* [TASK DETAILS]: Using the records below, filter for lines that contain the string "item" and copy them out.

* [RECORDS PROVIDED]:
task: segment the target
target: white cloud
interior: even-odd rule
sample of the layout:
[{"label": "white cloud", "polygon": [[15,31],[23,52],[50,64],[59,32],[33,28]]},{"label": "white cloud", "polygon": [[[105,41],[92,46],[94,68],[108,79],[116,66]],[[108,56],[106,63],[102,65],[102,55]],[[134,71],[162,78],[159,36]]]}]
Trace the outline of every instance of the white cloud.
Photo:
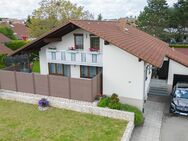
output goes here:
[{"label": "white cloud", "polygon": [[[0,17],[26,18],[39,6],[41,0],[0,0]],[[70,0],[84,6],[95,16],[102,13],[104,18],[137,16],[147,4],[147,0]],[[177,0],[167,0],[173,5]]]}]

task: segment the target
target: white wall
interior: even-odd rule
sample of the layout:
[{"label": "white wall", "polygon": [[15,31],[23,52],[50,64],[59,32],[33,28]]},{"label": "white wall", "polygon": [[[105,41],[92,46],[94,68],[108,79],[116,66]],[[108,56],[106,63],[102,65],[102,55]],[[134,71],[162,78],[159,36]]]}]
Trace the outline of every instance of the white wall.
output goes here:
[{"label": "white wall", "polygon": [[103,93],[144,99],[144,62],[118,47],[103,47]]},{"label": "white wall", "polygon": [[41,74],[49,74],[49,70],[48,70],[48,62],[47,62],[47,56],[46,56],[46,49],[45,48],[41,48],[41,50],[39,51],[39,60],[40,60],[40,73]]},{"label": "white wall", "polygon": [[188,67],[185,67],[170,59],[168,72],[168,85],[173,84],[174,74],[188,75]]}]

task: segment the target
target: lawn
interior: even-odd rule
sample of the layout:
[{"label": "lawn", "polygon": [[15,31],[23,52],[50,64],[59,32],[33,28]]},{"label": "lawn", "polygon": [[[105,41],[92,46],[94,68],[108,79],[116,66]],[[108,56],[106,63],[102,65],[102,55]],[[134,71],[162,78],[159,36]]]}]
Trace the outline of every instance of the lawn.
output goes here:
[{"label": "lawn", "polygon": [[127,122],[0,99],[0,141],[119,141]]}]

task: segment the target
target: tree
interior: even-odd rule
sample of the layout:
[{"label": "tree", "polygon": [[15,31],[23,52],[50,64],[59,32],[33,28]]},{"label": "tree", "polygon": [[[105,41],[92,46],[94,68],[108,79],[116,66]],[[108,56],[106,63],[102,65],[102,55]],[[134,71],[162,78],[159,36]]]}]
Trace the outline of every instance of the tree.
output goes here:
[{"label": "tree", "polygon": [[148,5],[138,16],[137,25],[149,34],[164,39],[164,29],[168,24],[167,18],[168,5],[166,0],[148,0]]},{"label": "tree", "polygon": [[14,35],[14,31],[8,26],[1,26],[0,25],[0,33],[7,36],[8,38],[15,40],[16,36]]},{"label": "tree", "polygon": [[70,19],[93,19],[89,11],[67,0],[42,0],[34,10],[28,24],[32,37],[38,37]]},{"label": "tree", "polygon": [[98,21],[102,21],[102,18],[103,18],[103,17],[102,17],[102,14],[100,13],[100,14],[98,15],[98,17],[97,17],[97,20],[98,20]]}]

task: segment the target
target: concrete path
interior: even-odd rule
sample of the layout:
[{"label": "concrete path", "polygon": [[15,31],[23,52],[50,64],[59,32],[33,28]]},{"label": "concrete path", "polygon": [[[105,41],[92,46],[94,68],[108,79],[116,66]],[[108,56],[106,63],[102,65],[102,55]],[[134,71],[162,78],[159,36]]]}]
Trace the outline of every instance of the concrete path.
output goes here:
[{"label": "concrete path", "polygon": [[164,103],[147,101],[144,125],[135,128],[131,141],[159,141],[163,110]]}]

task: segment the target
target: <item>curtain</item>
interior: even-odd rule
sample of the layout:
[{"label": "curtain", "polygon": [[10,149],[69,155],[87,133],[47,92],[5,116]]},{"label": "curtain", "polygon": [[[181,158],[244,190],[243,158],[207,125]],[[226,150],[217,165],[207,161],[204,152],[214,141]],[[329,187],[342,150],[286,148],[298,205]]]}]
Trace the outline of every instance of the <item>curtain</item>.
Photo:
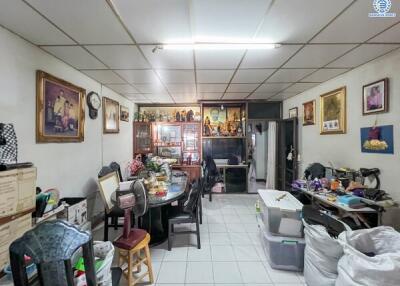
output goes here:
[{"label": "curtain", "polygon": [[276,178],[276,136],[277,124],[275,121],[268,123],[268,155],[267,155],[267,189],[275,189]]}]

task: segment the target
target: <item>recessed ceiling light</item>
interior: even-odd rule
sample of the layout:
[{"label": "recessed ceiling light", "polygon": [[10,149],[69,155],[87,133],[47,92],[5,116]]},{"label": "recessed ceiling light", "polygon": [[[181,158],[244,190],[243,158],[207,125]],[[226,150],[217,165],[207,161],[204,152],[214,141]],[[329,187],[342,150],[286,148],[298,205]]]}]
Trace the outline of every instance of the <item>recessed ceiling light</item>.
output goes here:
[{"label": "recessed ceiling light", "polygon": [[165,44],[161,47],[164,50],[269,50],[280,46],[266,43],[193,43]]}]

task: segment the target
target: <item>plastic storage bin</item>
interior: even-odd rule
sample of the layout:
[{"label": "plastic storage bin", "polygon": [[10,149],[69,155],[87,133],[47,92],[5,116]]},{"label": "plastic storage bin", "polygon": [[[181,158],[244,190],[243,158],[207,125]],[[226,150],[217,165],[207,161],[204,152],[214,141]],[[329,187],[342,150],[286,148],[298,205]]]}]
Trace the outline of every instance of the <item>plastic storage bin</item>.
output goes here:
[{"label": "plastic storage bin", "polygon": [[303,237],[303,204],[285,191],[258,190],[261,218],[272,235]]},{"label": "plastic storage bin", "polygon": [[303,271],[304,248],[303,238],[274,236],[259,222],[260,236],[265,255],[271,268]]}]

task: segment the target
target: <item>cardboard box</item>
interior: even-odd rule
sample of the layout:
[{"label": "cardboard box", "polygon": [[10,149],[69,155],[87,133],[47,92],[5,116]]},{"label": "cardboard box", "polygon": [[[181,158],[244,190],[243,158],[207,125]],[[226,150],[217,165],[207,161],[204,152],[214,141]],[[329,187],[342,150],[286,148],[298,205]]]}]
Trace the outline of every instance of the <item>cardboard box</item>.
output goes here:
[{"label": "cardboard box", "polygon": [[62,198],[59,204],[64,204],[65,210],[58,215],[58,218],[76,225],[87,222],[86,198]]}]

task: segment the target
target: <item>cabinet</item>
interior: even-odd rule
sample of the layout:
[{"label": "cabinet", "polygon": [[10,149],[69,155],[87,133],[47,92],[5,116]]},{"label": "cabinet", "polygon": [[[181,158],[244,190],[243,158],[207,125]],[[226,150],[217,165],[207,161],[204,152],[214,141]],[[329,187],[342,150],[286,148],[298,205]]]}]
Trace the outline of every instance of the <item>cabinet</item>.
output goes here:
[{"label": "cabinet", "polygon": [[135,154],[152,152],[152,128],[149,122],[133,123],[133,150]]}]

==

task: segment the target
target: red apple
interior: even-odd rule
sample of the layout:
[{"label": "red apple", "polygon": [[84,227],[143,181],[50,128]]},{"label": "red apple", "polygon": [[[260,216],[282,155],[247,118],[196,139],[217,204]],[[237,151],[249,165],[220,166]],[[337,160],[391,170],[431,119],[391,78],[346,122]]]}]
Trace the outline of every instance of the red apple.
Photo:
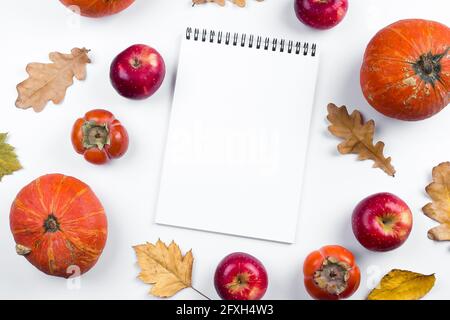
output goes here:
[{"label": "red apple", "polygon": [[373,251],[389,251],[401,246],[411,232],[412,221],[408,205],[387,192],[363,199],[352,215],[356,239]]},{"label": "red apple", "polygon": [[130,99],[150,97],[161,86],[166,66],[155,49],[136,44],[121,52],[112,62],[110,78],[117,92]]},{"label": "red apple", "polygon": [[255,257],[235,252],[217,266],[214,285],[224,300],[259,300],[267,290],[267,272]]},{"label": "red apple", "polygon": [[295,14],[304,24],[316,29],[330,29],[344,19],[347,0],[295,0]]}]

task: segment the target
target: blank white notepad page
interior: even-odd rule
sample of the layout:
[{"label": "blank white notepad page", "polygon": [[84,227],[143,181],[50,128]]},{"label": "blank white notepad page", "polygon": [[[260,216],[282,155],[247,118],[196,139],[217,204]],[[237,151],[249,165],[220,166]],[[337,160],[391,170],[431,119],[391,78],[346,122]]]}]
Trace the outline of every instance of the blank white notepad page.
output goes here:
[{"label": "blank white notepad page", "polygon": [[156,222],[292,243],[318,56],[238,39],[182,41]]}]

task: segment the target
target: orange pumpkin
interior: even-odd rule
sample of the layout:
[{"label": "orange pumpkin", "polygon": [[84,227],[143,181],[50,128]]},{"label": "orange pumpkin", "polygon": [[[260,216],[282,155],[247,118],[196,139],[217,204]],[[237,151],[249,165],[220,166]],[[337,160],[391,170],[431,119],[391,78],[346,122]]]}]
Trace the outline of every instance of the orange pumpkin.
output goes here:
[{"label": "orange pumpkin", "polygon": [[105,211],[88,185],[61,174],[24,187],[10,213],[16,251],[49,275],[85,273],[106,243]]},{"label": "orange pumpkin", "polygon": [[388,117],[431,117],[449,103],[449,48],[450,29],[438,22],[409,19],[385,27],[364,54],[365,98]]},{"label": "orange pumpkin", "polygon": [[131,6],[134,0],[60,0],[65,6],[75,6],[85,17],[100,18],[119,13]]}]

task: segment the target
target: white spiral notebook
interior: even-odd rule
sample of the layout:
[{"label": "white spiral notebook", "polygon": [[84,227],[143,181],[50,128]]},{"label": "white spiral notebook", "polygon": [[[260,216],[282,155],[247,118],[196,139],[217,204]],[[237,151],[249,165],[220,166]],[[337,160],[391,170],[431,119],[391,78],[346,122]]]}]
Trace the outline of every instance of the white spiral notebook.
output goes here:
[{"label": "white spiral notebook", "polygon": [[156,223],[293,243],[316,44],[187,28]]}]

* [RESPONSE TO THIS TASK]:
target: <item>curtain</item>
Trace the outline of every instance of the <item>curtain</item>.
target: <item>recessed ceiling light</item>
Trace the outline of every instance of the <item>recessed ceiling light</item>.
target: <item>plastic storage bin</item>
Trace the outline of every instance of the <item>plastic storage bin</item>.
target: <item>cardboard box</item>
Trace the outline of every instance of the <item>cardboard box</item>.
target: <item>cabinet</item>
Trace the outline of every instance of the <item>cabinet</item>.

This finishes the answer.